→ The problem: Hand back the entries below exactly.

[Saved entries]
____________________
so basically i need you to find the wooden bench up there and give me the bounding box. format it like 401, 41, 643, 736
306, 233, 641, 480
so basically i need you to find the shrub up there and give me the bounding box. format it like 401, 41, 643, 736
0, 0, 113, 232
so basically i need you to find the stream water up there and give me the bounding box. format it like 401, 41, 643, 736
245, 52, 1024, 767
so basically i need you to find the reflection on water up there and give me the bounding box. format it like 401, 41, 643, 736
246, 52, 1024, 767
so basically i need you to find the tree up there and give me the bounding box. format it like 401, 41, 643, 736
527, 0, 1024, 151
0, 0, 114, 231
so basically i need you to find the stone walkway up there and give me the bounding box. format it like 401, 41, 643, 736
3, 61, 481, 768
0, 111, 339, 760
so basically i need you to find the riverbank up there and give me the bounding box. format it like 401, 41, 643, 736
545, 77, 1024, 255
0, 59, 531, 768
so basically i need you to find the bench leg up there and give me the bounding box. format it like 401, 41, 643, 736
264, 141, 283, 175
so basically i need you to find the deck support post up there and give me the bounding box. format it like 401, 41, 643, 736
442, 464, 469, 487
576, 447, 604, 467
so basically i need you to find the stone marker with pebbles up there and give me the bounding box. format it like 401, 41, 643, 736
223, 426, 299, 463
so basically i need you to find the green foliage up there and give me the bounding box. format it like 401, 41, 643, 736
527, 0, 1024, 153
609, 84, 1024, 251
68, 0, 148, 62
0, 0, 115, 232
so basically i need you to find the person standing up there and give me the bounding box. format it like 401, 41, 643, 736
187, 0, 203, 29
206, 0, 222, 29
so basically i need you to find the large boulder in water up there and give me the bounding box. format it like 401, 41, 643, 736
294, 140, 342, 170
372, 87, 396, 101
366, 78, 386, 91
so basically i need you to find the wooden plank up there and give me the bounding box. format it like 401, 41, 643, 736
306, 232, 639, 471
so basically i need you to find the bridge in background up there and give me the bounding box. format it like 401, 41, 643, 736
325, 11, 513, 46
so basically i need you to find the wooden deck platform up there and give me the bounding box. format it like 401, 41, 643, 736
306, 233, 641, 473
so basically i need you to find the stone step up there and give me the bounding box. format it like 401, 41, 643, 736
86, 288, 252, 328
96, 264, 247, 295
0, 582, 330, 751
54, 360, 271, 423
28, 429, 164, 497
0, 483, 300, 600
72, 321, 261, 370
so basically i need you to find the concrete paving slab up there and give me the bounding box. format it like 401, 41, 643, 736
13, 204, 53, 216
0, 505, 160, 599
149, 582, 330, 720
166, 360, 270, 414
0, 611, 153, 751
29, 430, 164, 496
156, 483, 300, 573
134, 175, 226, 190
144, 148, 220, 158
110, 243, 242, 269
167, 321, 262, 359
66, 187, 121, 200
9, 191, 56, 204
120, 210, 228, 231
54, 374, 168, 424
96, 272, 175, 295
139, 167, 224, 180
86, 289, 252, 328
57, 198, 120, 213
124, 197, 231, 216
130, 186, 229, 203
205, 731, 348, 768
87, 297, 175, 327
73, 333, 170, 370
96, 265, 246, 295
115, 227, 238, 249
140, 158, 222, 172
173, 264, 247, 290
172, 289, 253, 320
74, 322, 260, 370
____________________
→ Written response:
so basically i need you to find the wooden bench up there and give me the bounding box. format it like 401, 41, 643, 736
306, 233, 641, 480
so basically i need you to find the shrub up there and give me the bounding box. format it like 401, 41, 643, 736
0, 0, 113, 232
so basically i need you to find the stream water up there and give me the bounding box. format it like 401, 41, 643, 736
245, 52, 1024, 767
so basically i need you to find the reflection on water up there and give me the bounding box. format it like 401, 41, 643, 736
246, 52, 1024, 767
so basically i need you to find the tree up there and give me the bounding box. format it like 401, 41, 643, 736
527, 0, 1024, 151
0, 0, 114, 231
so basically i need you to find the stone walkway up there and give me the bounding box. format it like 401, 41, 643, 736
3, 61, 481, 768
0, 111, 339, 760
so basically i need you to find the riverbank up there and give me the bounding box. format it like 401, 41, 643, 736
545, 77, 1024, 255
0, 59, 531, 768
so basically i need you to find the bench leg up there and give me the bounding box. format it like 401, 41, 643, 736
264, 141, 283, 175
so basically i need you to find the deck support post up there and give me the bounding box. format it like 401, 41, 643, 736
442, 464, 469, 487
576, 447, 604, 467
so basically i need you to find the stone marker with pebbles up there and give me the bounding box. format it like 401, 41, 643, 736
223, 426, 299, 463
so basically i need you to find the green foliage up there and give me the bounding box. format it like 401, 41, 643, 736
527, 0, 1024, 153
609, 84, 1024, 251
68, 0, 148, 62
0, 0, 115, 232
so basically i need you to find the person standing up there and give me the bounding box. format it like 401, 41, 643, 736
187, 0, 203, 29
206, 0, 222, 29
so basically i need you to find the large boulder in water up there and give me the bounding box. format it like 401, 41, 643, 736
294, 140, 342, 170
372, 87, 396, 101
366, 78, 386, 91
so basically i need you to find the wooden plank up there and give me the bounding box. format it like 401, 41, 643, 736
306, 232, 639, 471
so basically i need you to find the bridge in background up there and give me the bounding box. format it like 401, 41, 643, 736
325, 11, 513, 46
so basically i need you to find the wooden deck platform up there and give me the bounding box. format it like 401, 41, 643, 736
306, 233, 641, 473
so basically i need you to find the stone step up there and give me the bounding box. format it like 401, 41, 643, 736
86, 288, 252, 328
96, 264, 247, 295
0, 582, 330, 751
54, 360, 271, 423
28, 429, 164, 497
0, 483, 300, 600
72, 321, 261, 370
so basically i need you to find the concrete paving slab up there and give me the bounding box. format it like 401, 41, 643, 736
13, 204, 53, 216
0, 505, 160, 599
149, 582, 330, 720
166, 360, 270, 414
0, 611, 153, 751
29, 430, 164, 496
156, 483, 300, 573
134, 175, 226, 190
144, 148, 220, 158
110, 243, 242, 269
167, 321, 262, 359
66, 187, 121, 200
9, 191, 56, 204
120, 210, 228, 231
54, 374, 168, 424
96, 272, 175, 295
139, 167, 224, 180
86, 289, 252, 328
57, 198, 120, 213
124, 197, 231, 216
130, 186, 229, 203
205, 731, 348, 768
87, 297, 175, 327
73, 333, 170, 370
96, 265, 246, 295
115, 227, 238, 249
140, 158, 222, 172
173, 264, 247, 290
172, 289, 253, 320
74, 322, 260, 370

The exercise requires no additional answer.